Task statement
Pull out every line in the rows below that contains the string "promenade". Letter case matters.

====== Stored rows

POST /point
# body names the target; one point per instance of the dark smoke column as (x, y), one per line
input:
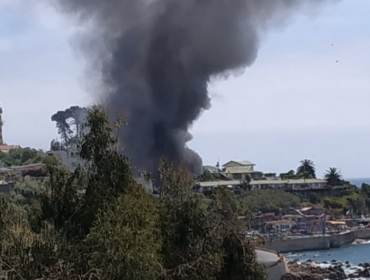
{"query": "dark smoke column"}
(156, 58)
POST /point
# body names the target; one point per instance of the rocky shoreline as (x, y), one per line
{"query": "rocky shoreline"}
(311, 270)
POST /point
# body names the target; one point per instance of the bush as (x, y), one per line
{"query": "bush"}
(270, 201)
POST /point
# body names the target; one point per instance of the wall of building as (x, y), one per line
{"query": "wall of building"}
(69, 159)
(299, 244)
(317, 243)
(363, 234)
(338, 240)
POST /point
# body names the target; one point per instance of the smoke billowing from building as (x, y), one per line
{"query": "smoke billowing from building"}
(156, 58)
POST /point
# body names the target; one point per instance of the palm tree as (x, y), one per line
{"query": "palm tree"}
(307, 169)
(333, 176)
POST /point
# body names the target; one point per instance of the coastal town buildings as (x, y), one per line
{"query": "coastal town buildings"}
(240, 170)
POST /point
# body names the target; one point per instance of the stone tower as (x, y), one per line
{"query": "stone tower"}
(1, 126)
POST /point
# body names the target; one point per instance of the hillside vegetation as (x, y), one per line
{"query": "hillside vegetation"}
(97, 223)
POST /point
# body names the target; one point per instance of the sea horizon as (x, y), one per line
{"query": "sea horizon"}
(358, 181)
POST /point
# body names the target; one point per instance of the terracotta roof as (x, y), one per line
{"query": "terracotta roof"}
(7, 148)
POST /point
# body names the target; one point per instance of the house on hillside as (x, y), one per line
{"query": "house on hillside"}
(69, 158)
(205, 187)
(292, 184)
(240, 170)
(20, 169)
(6, 187)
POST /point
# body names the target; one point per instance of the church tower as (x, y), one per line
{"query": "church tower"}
(1, 126)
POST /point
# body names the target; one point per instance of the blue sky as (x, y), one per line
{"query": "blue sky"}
(295, 102)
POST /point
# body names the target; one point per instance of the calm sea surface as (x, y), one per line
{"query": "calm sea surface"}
(358, 181)
(355, 254)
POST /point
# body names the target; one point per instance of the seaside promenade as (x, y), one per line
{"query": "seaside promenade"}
(317, 242)
(274, 264)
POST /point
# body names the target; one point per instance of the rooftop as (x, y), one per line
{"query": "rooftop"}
(240, 162)
(219, 183)
(7, 148)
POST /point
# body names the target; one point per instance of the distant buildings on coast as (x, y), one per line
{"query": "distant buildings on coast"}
(242, 174)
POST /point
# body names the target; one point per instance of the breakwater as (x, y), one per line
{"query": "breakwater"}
(313, 243)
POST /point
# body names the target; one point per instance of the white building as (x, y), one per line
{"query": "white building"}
(292, 184)
(240, 170)
(69, 158)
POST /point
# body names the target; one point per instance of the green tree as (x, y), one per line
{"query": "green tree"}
(269, 200)
(125, 239)
(200, 240)
(306, 169)
(333, 177)
(314, 199)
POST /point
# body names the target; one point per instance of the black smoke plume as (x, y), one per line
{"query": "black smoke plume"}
(156, 58)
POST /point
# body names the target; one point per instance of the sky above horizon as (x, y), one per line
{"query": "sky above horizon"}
(295, 102)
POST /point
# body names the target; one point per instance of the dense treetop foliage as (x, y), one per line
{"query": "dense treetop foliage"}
(22, 156)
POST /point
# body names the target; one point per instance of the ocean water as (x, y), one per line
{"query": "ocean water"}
(358, 181)
(354, 254)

============

Exercise output
# body names the target; one point per instance of the seaside promenade as (x, y), one per line
{"query": "seaside promenade"}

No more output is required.